Write out the data in full, exactly as shown.

Supplied records:
........
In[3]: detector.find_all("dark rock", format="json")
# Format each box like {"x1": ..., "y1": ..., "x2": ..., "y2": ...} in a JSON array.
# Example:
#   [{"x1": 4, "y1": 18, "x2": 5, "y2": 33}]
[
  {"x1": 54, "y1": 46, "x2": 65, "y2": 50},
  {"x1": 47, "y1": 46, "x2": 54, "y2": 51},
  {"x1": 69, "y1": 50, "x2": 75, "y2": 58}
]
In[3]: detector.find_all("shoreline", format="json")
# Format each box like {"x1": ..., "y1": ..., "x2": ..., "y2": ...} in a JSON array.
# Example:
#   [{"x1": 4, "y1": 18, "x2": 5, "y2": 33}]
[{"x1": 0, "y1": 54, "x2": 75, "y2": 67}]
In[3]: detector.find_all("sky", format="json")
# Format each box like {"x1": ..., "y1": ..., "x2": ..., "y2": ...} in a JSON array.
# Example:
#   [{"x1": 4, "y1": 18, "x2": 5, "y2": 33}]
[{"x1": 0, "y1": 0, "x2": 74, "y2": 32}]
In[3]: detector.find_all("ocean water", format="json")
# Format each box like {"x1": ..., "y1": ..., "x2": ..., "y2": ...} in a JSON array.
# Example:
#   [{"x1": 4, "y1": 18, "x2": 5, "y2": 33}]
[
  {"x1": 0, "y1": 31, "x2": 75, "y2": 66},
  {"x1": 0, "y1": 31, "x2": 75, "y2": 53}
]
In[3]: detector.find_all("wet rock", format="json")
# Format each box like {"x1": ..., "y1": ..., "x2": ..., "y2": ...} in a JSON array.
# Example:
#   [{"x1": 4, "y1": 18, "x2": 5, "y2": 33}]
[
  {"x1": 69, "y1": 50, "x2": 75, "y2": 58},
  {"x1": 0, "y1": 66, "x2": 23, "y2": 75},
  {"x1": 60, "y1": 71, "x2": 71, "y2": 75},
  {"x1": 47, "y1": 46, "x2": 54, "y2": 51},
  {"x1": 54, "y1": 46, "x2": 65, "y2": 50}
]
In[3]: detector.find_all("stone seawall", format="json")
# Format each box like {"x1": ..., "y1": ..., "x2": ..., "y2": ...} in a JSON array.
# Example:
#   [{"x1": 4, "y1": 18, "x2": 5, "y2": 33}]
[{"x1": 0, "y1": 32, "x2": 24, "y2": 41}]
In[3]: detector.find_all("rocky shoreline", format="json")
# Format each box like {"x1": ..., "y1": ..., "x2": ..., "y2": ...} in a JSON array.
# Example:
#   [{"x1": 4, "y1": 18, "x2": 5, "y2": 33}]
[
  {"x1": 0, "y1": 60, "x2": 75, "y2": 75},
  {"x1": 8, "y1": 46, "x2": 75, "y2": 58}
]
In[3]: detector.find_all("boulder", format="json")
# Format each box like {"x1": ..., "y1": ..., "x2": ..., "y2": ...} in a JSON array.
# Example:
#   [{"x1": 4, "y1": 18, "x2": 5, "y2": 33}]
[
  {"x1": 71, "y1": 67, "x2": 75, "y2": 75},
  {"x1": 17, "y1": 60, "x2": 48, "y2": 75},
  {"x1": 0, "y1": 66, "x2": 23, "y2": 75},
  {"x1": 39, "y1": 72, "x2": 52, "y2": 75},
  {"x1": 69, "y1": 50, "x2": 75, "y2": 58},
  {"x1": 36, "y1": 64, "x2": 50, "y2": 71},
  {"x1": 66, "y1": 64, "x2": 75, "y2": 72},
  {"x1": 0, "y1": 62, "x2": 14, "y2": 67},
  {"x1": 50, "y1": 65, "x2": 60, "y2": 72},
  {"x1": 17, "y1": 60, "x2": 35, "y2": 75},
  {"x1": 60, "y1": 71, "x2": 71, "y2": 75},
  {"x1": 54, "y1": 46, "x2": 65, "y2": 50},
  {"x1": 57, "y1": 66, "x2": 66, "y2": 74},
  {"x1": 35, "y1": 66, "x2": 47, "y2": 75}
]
........
Final answer:
In[3]: detector.find_all("dark rock", format="json")
# Format each box like {"x1": ..., "y1": ..., "x2": ..., "y2": ...} in a JSON array.
# Example:
#   [{"x1": 4, "y1": 18, "x2": 5, "y2": 33}]
[
  {"x1": 54, "y1": 46, "x2": 65, "y2": 50},
  {"x1": 47, "y1": 46, "x2": 54, "y2": 51},
  {"x1": 69, "y1": 50, "x2": 75, "y2": 58}
]
In[3]: detector.find_all("shoreline", format="json")
# Format each box like {"x1": ..., "y1": ..., "x2": ..., "y2": ...} in a JSON array.
# Example:
#   [{"x1": 4, "y1": 18, "x2": 5, "y2": 33}]
[{"x1": 0, "y1": 54, "x2": 75, "y2": 67}]
In[3]: detector.find_all("sky", format="json")
# Format each box like {"x1": ..., "y1": ..., "x2": ..., "y2": ...} in a JSON array.
# Example:
#   [{"x1": 4, "y1": 18, "x2": 5, "y2": 33}]
[{"x1": 0, "y1": 0, "x2": 74, "y2": 32}]
In[3]: detector.find_all("ocean water", format="json")
# Format each box like {"x1": ..., "y1": ..., "x2": ..., "y2": ...} in a JSON array.
# Example:
#   [{"x1": 4, "y1": 18, "x2": 5, "y2": 33}]
[
  {"x1": 0, "y1": 31, "x2": 75, "y2": 66},
  {"x1": 0, "y1": 31, "x2": 75, "y2": 53}
]
In[3]: detector.find_all("wet rock", format="json")
# Format each box like {"x1": ..., "y1": ..., "x2": ..., "y2": ...} in a JSON array.
# Example:
#   [{"x1": 4, "y1": 18, "x2": 5, "y2": 33}]
[
  {"x1": 69, "y1": 50, "x2": 75, "y2": 58},
  {"x1": 0, "y1": 66, "x2": 23, "y2": 75},
  {"x1": 60, "y1": 71, "x2": 71, "y2": 75},
  {"x1": 47, "y1": 46, "x2": 54, "y2": 51},
  {"x1": 54, "y1": 46, "x2": 65, "y2": 50}
]
In[3]: detector.find_all("stone seawall", format="json")
# Format each box like {"x1": ..., "y1": ..., "x2": ..., "y2": ...} in a JSON array.
# Example:
#   [{"x1": 4, "y1": 18, "x2": 5, "y2": 33}]
[{"x1": 0, "y1": 32, "x2": 24, "y2": 41}]
In[3]: detector.find_all("rocky shoreline", format="json")
# Format each box like {"x1": ..., "y1": ..., "x2": ..., "y2": ...} in a JSON array.
# Example:
#   [{"x1": 4, "y1": 18, "x2": 5, "y2": 33}]
[
  {"x1": 0, "y1": 60, "x2": 75, "y2": 75},
  {"x1": 8, "y1": 46, "x2": 75, "y2": 58}
]
In[3]: detector.find_all("boulder", format="json")
# Format each box like {"x1": ..., "y1": ..., "x2": ..., "y2": ...} in a JSON array.
# Example:
#   [{"x1": 4, "y1": 18, "x2": 5, "y2": 33}]
[
  {"x1": 71, "y1": 67, "x2": 75, "y2": 75},
  {"x1": 17, "y1": 60, "x2": 48, "y2": 75},
  {"x1": 0, "y1": 66, "x2": 23, "y2": 75},
  {"x1": 39, "y1": 72, "x2": 52, "y2": 75},
  {"x1": 69, "y1": 50, "x2": 75, "y2": 58},
  {"x1": 36, "y1": 64, "x2": 50, "y2": 71},
  {"x1": 66, "y1": 64, "x2": 75, "y2": 72},
  {"x1": 0, "y1": 62, "x2": 14, "y2": 67},
  {"x1": 50, "y1": 65, "x2": 60, "y2": 72},
  {"x1": 17, "y1": 60, "x2": 35, "y2": 75},
  {"x1": 60, "y1": 71, "x2": 71, "y2": 75},
  {"x1": 54, "y1": 46, "x2": 65, "y2": 50},
  {"x1": 57, "y1": 66, "x2": 66, "y2": 74},
  {"x1": 35, "y1": 66, "x2": 47, "y2": 75}
]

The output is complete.